■ **SOURCE MATERIAL**:
- - -

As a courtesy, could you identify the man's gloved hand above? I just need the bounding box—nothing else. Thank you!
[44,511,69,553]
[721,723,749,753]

- - -

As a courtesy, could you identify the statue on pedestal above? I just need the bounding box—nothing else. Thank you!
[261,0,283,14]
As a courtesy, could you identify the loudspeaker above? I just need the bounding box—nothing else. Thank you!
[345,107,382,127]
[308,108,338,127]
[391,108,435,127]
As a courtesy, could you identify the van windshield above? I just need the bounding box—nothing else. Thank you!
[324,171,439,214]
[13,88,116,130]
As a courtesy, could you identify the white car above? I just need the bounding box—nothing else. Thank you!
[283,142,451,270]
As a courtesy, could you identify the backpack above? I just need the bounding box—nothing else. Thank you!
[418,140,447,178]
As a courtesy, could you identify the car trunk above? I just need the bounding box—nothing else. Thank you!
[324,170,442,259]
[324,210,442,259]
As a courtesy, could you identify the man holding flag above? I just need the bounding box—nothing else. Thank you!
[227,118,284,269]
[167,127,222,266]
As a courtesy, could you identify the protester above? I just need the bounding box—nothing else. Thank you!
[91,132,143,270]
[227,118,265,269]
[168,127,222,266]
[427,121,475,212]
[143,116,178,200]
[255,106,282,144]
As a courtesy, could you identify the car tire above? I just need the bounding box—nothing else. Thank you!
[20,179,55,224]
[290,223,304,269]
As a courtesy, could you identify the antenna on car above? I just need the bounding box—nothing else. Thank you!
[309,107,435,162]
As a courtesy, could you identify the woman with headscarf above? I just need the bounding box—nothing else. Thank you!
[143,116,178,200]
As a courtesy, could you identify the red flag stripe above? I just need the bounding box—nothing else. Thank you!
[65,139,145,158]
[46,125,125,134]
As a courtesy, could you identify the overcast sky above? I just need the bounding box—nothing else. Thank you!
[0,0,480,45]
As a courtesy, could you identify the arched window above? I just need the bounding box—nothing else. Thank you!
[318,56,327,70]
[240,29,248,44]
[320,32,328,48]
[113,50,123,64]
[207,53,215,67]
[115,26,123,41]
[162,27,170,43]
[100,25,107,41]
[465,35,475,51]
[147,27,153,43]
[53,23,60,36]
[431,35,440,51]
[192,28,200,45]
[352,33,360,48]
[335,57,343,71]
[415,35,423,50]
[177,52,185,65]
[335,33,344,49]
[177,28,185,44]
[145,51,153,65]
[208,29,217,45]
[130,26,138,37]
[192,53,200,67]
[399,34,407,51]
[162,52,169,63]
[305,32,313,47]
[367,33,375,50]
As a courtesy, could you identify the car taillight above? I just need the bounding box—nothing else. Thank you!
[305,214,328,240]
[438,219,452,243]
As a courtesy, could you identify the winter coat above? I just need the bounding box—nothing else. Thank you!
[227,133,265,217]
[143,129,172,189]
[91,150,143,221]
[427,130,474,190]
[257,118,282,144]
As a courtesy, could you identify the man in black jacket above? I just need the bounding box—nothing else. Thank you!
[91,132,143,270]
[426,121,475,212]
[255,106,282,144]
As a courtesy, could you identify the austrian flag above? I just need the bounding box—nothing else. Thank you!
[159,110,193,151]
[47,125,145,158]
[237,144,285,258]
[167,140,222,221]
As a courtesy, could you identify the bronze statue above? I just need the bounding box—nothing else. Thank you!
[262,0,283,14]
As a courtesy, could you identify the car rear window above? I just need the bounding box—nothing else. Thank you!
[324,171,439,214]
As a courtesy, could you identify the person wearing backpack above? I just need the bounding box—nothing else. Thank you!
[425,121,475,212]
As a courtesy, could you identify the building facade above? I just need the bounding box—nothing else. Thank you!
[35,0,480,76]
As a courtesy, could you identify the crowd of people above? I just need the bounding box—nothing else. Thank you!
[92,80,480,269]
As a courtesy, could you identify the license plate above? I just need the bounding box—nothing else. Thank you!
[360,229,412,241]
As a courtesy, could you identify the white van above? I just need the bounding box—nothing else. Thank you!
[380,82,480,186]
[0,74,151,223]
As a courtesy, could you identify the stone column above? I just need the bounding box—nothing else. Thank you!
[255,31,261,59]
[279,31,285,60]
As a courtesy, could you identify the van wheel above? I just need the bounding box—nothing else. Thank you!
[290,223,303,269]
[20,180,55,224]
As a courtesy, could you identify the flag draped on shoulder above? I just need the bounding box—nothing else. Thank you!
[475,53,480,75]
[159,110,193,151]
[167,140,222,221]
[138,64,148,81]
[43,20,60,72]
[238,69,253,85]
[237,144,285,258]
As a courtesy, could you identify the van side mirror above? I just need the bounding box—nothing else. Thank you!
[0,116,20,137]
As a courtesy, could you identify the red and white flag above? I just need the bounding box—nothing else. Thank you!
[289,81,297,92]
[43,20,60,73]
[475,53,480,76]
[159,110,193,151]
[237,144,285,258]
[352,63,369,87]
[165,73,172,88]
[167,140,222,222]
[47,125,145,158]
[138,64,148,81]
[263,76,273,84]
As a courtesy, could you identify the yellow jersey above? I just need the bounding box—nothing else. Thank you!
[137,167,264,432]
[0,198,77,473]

- - -

Change "flag" to "banner" in the records, from the line containing "As a courtesy, could you identify the white van" to the line containing "[0,198,77,473]", and give those lines again with nothing else altered.

■ **ANSWER**:
As a courtesy, could you identify the white van above? I just need the bounding box—nothing else. Thank you!
[380,82,480,186]
[0,74,151,223]
As a courtesy, could you identify the stone column above? I just need the bounding box—nothing else. Thank you!
[255,31,261,59]
[279,31,285,60]
As a courtesy, could you identify the van wheel above? I just need the bounding box—nothing else. Thank you!
[290,223,303,269]
[20,180,55,224]
As a courtesy, could you identify the banner draped on shoulder above? I just need the bounding box—nothing else. Thank you!
[475,53,480,75]
[159,110,193,151]
[167,140,222,221]
[138,64,148,81]
[43,20,60,72]
[238,69,253,85]
[237,144,285,258]
As a courtesy, could you identify the van side mirror above? I just need the bounding box—nothing else. Thank you!
[0,116,20,137]
As a courtesy, could you identify the red and white banner above? I just need the bounding box—nothing else. Thank you!
[289,81,297,92]
[43,20,60,73]
[475,53,480,76]
[159,110,193,151]
[237,144,285,258]
[352,63,369,87]
[165,73,172,88]
[167,140,222,222]
[47,125,145,158]
[138,64,148,81]
[263,76,273,84]
As a courtesy, could you identify the yellow jersey above? I just need the bounding box—nothing else. Thank you!
[137,167,264,432]
[0,198,77,473]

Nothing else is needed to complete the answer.